A post-doc experience in the Newmark Lab at the University of Illinois at Urbana-Champaign followed. Can you tell us more about your research interests?
I chose to work on these little flatworms called planarians. They are amazing because you can cut them into hundreds of tiny pieces and each piece can regrow into a whole new animal. It’s a phenomenal process of regeneration. My interests include, how can you remake parts of your body and how do you know what parts of the body are missing? The regeneration process in planarians is really fast. It takes about a week. They will regrow and re-specify most of the major organ systems, including the brain. The system I care about is a kidney-like system called the nephridium. 

Do they take a lot of looking after?
Temperature is important. We don’t want [planarians] to be too warm. The water quality is pretty big. They eat pureed calf liver. We mush it up and feed it to them. We keep them clean and happy. They are pretty easy. They live in Ziploc container boxes. They don’t require a fancy aquarium. I’m hoping to slip in a little lab session at the end of the developmental biology course so the students get a chance to work with planarians and test some variables on what affects their regenerability.

What drew you to St. Norbert?
I was torn between wanting to do research full-time or to go to a smaller place and teach. I looked for post-doc projects that would allow me to go in either direction. As I came to the close of the post-doc chapter, I thought about how what I was really enjoying about my job was my interactions with other people, being able to share my excitement and enthusiasm with the younger crowd and getting them interested in doing research. I started looking for job openings and St. Norbert is an ideal fit. … It’s a really nice balance, teaching courses of focus, and then there’s also this big interest here in getting students involved in research. What drew me to the college was being able to have the best of both worlds. I get to do some research and get to do some teaching in a really nice environment. 

You’ll be meeting your first students next week. Now that classes are about to begin, what are you most excited to teach?

**Stored data**
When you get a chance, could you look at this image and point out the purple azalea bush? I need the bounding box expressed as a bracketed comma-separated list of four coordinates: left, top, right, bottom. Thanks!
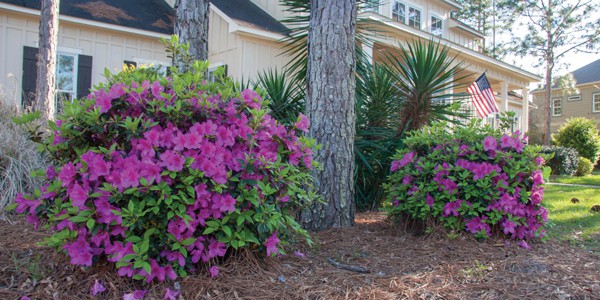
[384, 122, 548, 241]
[11, 64, 317, 282]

**Task objective**
Please edit the interview passage that opens with the words "A post-doc experience" and closes with "your research interests?", changing "Newmark Lab" to "Newmark Laboratory".

**Result**
A post-doc experience in the Newmark Laboratory at the University of Illinois at Urbana-Champaign followed. Can you tell us more about your research interests?